Transcription should be exact. Include all entries.

_____

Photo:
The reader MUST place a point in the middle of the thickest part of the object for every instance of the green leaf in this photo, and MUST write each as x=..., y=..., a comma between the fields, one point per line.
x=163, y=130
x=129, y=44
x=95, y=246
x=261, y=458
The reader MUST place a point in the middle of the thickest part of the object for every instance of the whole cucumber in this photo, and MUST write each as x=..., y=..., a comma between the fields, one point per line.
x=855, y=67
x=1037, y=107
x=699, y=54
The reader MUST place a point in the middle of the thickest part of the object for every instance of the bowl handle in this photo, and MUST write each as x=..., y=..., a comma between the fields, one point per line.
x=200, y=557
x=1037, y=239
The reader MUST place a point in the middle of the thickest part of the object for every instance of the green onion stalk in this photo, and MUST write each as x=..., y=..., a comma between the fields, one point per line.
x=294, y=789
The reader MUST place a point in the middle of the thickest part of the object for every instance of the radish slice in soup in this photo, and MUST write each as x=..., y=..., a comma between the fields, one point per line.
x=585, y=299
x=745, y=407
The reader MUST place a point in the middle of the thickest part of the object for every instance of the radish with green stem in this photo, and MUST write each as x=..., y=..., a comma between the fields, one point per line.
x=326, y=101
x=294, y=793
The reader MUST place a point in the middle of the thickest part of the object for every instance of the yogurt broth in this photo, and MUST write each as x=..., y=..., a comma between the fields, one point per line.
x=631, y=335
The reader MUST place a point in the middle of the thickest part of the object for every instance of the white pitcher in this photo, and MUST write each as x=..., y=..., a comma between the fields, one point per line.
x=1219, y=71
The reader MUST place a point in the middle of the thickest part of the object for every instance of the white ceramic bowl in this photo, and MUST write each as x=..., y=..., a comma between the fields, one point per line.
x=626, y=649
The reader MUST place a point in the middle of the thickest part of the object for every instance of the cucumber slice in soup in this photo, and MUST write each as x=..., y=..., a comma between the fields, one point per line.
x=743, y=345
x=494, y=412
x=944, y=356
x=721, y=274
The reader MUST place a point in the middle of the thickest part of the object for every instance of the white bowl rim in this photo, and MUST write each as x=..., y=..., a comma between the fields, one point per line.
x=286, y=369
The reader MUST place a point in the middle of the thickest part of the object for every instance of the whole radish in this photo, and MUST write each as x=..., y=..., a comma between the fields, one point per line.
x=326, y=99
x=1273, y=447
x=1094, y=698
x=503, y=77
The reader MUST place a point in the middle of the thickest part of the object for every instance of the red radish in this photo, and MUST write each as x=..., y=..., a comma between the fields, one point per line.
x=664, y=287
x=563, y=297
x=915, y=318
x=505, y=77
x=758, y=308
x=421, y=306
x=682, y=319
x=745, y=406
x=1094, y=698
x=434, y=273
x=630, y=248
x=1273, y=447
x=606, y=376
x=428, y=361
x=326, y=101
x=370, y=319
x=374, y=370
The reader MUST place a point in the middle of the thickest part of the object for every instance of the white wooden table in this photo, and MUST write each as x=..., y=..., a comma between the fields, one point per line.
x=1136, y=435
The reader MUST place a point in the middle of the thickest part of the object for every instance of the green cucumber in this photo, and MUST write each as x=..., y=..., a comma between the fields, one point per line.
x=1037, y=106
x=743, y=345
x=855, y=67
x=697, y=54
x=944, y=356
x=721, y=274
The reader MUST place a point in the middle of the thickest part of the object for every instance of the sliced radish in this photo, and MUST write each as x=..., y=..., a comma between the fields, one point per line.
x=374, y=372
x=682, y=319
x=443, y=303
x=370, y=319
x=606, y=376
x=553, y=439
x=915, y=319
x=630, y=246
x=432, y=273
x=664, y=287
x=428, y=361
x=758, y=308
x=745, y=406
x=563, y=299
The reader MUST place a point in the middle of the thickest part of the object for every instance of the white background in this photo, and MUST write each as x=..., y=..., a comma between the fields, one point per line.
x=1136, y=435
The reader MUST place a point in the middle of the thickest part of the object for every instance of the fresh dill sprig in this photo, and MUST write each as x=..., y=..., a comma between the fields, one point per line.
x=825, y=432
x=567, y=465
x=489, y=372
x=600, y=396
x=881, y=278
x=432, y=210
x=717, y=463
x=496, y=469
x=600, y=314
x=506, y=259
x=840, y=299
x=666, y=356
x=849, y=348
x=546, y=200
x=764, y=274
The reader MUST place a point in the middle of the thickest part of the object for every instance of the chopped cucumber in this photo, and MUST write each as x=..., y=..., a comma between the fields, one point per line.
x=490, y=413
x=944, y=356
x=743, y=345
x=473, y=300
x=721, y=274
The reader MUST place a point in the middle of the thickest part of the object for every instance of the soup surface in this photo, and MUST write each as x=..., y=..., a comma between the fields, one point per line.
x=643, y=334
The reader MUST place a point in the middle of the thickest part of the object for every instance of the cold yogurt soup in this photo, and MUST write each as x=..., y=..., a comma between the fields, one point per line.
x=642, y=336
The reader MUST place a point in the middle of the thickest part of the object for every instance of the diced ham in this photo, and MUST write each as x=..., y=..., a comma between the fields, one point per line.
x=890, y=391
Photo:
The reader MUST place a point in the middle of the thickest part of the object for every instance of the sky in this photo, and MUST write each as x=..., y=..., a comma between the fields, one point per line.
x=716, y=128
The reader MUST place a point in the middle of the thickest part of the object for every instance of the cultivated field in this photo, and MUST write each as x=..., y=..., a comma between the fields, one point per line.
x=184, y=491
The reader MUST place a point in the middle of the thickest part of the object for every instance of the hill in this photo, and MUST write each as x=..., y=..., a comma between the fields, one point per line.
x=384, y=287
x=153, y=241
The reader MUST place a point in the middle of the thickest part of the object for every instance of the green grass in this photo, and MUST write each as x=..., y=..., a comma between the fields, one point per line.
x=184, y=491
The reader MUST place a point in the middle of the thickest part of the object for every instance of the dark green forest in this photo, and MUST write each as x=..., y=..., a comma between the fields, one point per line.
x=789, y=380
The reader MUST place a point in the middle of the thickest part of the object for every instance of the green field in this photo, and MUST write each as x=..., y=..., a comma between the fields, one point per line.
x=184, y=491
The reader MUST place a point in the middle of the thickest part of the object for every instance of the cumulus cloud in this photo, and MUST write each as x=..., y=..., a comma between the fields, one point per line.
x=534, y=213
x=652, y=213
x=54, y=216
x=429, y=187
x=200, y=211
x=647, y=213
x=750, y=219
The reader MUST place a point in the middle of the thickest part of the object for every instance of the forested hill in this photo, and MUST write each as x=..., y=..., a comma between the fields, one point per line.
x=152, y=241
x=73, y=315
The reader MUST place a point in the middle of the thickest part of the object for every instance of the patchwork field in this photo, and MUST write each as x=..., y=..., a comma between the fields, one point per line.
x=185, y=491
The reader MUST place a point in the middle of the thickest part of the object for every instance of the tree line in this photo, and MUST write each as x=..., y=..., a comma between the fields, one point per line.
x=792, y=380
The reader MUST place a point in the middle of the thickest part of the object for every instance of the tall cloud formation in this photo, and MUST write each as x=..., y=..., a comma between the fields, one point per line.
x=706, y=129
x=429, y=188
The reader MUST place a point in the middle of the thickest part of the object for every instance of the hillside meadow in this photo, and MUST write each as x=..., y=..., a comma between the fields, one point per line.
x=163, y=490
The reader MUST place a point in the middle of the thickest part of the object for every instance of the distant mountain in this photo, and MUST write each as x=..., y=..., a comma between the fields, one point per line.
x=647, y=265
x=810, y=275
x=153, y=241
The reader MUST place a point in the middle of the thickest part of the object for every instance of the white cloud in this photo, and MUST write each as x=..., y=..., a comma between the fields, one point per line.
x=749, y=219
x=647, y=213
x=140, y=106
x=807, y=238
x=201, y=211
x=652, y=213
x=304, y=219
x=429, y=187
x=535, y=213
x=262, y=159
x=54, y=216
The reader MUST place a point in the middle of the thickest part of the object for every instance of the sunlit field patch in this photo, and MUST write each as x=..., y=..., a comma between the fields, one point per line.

_____

▶ SOLUTION
Photo:
The reader MUST place a point in the middle of the thickest part of the object for every instance of the green leaf in this photo, and MUST write each as x=..., y=..., a comma between the fields, one point per line.
x=163, y=130
x=129, y=44
x=95, y=246
x=261, y=458
The reader MUST place a point in the middle of the thickest part of the object for every instance of the whole cucumber in this photo, and MUST write each as x=..., y=..., a comma between the fields, one point per line.
x=855, y=67
x=1037, y=107
x=699, y=54
The reader MUST place a point in the middle of the thickest part of the object for every instance of the bowl handle in this photo, and MUST write each as x=..., y=..., a comma between the fields, one point per line.
x=200, y=557
x=1037, y=239
The reader MUST place a point in the middle of the thickest part of the object for every instance of the green onion stalk in this photo, and MUST write each as x=..., y=..., a comma between the fields, one point per line.
x=294, y=789
The reader MUST place a point in the middle of the thickest part of the object for every instance of the radish slice in soup in this photo, and MUST write each as x=..., y=..., a comma between the fields, one point per line.
x=585, y=299
x=745, y=407
The reader MUST place a point in the middle of the thickest part of the object for every instance of the radish with green stem in this photo, and MUST write each as x=..., y=..., a comma between the fields, one point per line.
x=326, y=101
x=294, y=793
The reader MUST place a point in the middle of the thickest part of the object for every instance of the yogurt broth in this photo, and MUST write each as x=..., y=..., a comma between the fields, one point per line.
x=631, y=335
The reader MUST place a point in the middle of the thickest part of the object for every instance of the white pitcher in this photo, and MUST write each as x=..., y=..., a comma between the fields, one point per line.
x=1219, y=71
The reader MUST place a point in the middle of the thickest part of the object for every instance of the white ceramic bowl in this photo, and MUST write each as x=..., y=..., a comma between the fields, one point per line.
x=626, y=649
The reader MUST place a point in the middle of the thickest part of the object for every instance of the cucumber slice in soup in this photo, and MUST write each as x=..., y=..., a comma between the fields, one point per line.
x=743, y=345
x=494, y=412
x=944, y=356
x=721, y=274
The reader MUST place a point in the middle of the thickest part of the object for every instance of the white bowl rim in this photo, and MUST write each as x=..., y=..., a comma between the fields, one point per line.
x=286, y=369
The reader MUST place a point in the middle of the thickest part of the object for every instance of the whole radish in this photo, and MUST write each as x=..., y=..., a comma between the fields, one point per line.
x=326, y=99
x=1273, y=447
x=1094, y=698
x=503, y=77
The reader MUST place a point in the middle of the thickest part of the object for every instance of the red radish in this photo, and MUST write each as x=..., y=..., a comma between the fields, one point per line.
x=664, y=287
x=563, y=297
x=915, y=318
x=505, y=77
x=758, y=308
x=421, y=306
x=682, y=319
x=745, y=406
x=1094, y=698
x=434, y=273
x=630, y=248
x=1273, y=447
x=606, y=376
x=428, y=361
x=326, y=101
x=370, y=319
x=374, y=370
The reader MUST place a point in the middle of the thickest part of the object for every instance of the white wooden table in this photo, and MUST write each as x=..., y=..., a comma between the fields, one point per line.
x=1136, y=435
The reader MUST place a point in the middle of the thickest part of the object for every instance of the green cucumber in this photo, and MUST write each as x=..., y=..., a comma between the fields, one point per line.
x=1037, y=106
x=743, y=345
x=855, y=67
x=697, y=54
x=944, y=356
x=721, y=274
The reader MUST place a point in the middle of the thickest part of the object for every instance of the sliced radish in this photo, and MUST write each as x=..., y=..., a comma between the fields, one point per line.
x=374, y=372
x=682, y=319
x=443, y=303
x=370, y=319
x=606, y=376
x=553, y=439
x=915, y=319
x=630, y=246
x=432, y=273
x=664, y=287
x=428, y=361
x=758, y=308
x=745, y=406
x=563, y=299
The reader MUST place a point in the middle of the thickest part of the object for every instance of the white background in this photo, and MUST write each as x=..., y=..., a comma between the fields, one point per line.
x=1136, y=435
The reader MUST place a point in the middle of the thickest part of the object for every instance of the fresh dill sprig in this photo, and MUST write each as x=..., y=..., a comma between the fields, one point per line.
x=825, y=432
x=567, y=465
x=489, y=372
x=600, y=396
x=881, y=278
x=432, y=210
x=717, y=463
x=496, y=469
x=600, y=314
x=506, y=259
x=840, y=299
x=666, y=356
x=849, y=348
x=546, y=200
x=764, y=274
The reader MUST place a point in the middle of the thickest part of the object for every instance of the chopped cucumber in this photo, and MUST write each as x=..., y=..., a comma between the fields, one point per line.
x=490, y=413
x=944, y=356
x=743, y=345
x=473, y=300
x=721, y=274
The reader MUST place a point in the middle of the thickest part of the object for every instance of the soup surface in this photo, and MUST write each as x=..., y=..., a comma between the fields, one point per line.
x=643, y=334
The reader MUST place a point in the middle of the thickest part of the object for every instance of the cold yogurt soup in this photo, and MUST write each as x=..., y=..., a comma between the fields, one point per line.
x=642, y=336
The reader MUST place a point in the middle of the thickest part of the object for every instance of the diced ham in this photo, and MUST write each as x=..., y=..., a comma between the fields, one point per line.
x=890, y=391
Photo:
The reader MUST place a point in the middle of the thickest part of the object for every instance of the sky in this photo, and MUST write each as x=..., y=..., a comma between the fields, one point per line.
x=716, y=128
The reader MUST place a point in the middle of the thickest part of the object for every instance of the cultivated field in this photo, and MUST write each as x=..., y=..., a comma between the fields, one point per line.
x=184, y=491
The reader MUST place a point in the middle of the thickest part of the object for every instance of the hill in this photo, and MUST write each as x=..., y=..., a comma between the fields, one point per line.
x=384, y=287
x=153, y=241
The reader MUST place a point in the middle of the thickest part of the object for every instance of the green grass in this photo, and MUST write each as x=..., y=..., a comma between the fields, one point per line.
x=184, y=491
The reader MUST place a point in the middle of the thickest part of the object for every instance of the dark green forest in this photo, and MUST write each as x=..., y=..., a comma between the fields, one point per line.
x=789, y=380
The reader MUST place a point in the middle of the thickest part of the object for every instance of the green field in this photo, and MUST write each as x=..., y=..., a comma between the fields, one point per line.
x=184, y=491
The reader MUST place a point in the middle of the thickest part of the object for every instance of the cumulus cloud in this photo, and MUST write each as x=..., y=..., a comma between the fields, one point per line.
x=534, y=213
x=652, y=213
x=54, y=216
x=429, y=187
x=200, y=211
x=647, y=213
x=750, y=219
The reader MUST place a point in the middle of the thickest part of the object for every instance of the forested hill in this photo, and MUST write each as x=..., y=..., a comma between the fields, one point per line.
x=152, y=241
x=73, y=315
The reader MUST place a point in the middle of the thickest part of the object for every instance of the patchwork field in this photo, and MUST write each as x=..., y=..., a comma between the fields, one point per line.
x=185, y=491
The reader MUST place a point in the middle of the thickest part of the object for every instance of the tree line in this photo, and MUST write each as x=..., y=..., a comma between the fields, one point per line.
x=792, y=380
The reader MUST place a point in the middle of the thickest part of the object for every instance of the tall cloud formation in this photo, and MUST write each as x=..., y=..., a comma between the fields, one point per line.
x=706, y=129
x=429, y=188
The reader MUST place a point in the middle of the thickest part of the object for every instance of the hillside meadow in this photo, and MUST write each as x=..., y=..., a comma between the fields, one point per line.
x=163, y=490
The reader MUST place a point in the middle of the thickest part of the object for every instance of the distant mountain in this photo, and MUST write each as x=..., y=..., a comma between the fields, one point per line.
x=647, y=265
x=810, y=275
x=153, y=241
The reader MUST place a point in the middle of the thickest part of the object for every instance of the white cloud in this photo, and MUST write each as x=..., y=..., a comma between the fields, one point per line.
x=749, y=219
x=647, y=213
x=140, y=106
x=807, y=238
x=201, y=211
x=652, y=213
x=304, y=219
x=429, y=187
x=535, y=213
x=262, y=159
x=54, y=216
The reader MUST place a point in the middle of the thickest part of the object for every instance of the sunlit field patch in this photo, and MUST write each as x=..., y=..., a comma between the fields, one point per line.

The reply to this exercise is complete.